▶ _Your assignment_: Edit the Thailand travel text by rewriting the stretch from "TRANSPORTATION: The travel" through "construction without notice." with every "pier" changed to "dock".

▶ _Excerpt to read_:
· · ·

Shore of Ko Phi Phi Don.

After time in Northern Thailand, it felt appropriate to take a break from the mountains and try to squeeze in some sunshine before rainy season goes into full effect. Unfortunately, the rain was taking over and our time in the Andaman Sea region was brief. However, American Buddha Co. did face some travel challenges that we wanted to share for any future visitors, no matter the season.

TRANSPORTATION: The travel to in this area was fairly expensive compared to the rest of the country. When arriving to the Phuket airport, factor in at least 600 baht taxi ride to Phuket Town. If you’re traveling from there to the islands, you then add transport to the pier, ferry tickets, cleaning tax upon arrival of any island (though it doesn't look like those funds are being put to use) and transport from there to your hotel or resort. $$$

 Tuk tuk ride from the pier in Ko Lanta to the resort.

Tuk tuk ride from the pier in Ko Lanta to the resort.

ACCOMMODATIONS: The accommodations are not nearly as nice for the same prices you're paying in Northern Thailand — most are overused, under-managed, dirty and most likely under some sort of unsafe construction without notice.

· · ·

Collected data entries

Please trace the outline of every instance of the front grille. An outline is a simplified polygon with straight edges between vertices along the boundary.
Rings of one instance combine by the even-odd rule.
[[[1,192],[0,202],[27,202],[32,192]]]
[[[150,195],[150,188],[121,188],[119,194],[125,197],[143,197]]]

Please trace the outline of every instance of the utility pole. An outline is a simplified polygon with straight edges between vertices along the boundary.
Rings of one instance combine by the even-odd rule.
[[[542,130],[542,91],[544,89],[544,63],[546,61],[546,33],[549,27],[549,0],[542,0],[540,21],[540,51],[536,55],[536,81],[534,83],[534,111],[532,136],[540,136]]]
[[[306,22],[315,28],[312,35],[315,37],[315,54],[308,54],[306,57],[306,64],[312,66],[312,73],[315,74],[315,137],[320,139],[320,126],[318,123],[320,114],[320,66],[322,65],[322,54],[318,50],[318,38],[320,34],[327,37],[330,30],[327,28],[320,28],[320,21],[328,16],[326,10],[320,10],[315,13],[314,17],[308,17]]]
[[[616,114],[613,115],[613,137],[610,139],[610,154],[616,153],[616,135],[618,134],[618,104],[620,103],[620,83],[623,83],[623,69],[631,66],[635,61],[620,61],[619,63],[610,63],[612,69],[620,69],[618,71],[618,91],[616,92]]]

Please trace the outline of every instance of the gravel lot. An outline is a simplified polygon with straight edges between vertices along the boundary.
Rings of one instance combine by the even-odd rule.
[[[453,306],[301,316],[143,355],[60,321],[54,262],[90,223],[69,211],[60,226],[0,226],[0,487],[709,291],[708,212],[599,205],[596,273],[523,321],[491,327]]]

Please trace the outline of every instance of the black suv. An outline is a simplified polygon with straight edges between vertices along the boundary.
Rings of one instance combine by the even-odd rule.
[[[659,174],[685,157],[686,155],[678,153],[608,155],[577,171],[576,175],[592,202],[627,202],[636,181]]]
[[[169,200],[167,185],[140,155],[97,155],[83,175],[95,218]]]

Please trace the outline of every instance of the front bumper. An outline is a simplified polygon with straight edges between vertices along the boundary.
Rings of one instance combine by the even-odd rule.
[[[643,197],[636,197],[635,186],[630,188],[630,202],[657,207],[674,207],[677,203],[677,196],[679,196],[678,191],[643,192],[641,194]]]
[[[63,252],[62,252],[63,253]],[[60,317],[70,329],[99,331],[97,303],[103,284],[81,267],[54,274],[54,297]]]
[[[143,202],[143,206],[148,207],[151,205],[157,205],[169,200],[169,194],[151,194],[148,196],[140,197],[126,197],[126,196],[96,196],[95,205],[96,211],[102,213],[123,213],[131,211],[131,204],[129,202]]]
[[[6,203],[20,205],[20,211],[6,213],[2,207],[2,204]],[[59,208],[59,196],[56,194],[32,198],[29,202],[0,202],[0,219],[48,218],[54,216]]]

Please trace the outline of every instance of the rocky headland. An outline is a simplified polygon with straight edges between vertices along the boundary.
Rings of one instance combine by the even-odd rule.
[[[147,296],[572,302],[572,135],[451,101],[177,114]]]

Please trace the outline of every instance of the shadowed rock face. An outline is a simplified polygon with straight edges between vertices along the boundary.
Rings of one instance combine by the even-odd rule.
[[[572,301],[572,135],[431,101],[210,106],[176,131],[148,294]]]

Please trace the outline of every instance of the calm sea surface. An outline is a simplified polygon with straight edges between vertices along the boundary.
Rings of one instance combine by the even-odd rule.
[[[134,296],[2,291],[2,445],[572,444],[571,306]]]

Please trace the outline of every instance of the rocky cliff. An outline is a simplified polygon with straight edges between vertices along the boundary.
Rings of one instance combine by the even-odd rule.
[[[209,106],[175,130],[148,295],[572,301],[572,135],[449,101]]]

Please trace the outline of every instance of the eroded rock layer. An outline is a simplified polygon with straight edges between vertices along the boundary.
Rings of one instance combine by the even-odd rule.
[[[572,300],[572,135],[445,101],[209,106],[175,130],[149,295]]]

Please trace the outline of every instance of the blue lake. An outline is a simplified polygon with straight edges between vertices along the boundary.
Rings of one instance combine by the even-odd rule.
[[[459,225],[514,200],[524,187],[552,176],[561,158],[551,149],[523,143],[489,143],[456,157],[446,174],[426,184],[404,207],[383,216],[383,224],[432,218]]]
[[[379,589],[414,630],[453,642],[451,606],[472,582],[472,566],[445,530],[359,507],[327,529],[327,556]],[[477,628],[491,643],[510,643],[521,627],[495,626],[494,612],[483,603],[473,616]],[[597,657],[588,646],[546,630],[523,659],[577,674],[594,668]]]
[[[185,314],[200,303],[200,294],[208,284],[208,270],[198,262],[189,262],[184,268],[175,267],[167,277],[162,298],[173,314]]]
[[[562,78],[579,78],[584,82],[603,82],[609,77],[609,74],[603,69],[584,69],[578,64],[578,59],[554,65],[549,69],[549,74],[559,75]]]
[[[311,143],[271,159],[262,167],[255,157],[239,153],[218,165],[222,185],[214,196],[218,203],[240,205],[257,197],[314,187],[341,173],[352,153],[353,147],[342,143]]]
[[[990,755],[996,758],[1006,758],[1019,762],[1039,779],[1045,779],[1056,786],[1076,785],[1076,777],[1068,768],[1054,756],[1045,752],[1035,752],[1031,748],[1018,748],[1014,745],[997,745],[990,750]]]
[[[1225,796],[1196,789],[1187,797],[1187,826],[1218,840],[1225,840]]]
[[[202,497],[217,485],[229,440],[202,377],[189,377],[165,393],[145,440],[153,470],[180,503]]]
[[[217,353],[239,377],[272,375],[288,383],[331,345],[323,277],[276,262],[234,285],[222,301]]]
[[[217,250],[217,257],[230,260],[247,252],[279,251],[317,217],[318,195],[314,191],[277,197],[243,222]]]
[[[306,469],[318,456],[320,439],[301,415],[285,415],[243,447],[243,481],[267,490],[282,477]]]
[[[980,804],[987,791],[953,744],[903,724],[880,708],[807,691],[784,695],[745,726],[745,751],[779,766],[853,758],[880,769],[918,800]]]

· · ·

▶ _Exercise response_:
TRANSPORTATION: The travel to in this area was fairly expensive compared to the rest of the country. When arriving to the Phuket airport, factor in at least 600 baht taxi ride to Phuket Town. If you’re traveling from there to the islands, you then add transport to the dock, ferry tickets, cleaning tax upon arrival of any island (though it doesn't look like those funds are being put to use) and transport from there to your hotel or resort. $$$

 Tuk tuk ride from the dock in Ko Lanta to the resort.

Tuk tuk ride from the dock in Ko Lanta to the resort.

ACCOMMODATIONS: The accommodations are not nearly as nice for the same prices you're paying in Northern Thailand — most are overused, under-managed, dirty and most likely under some sort of unsafe construction without notice.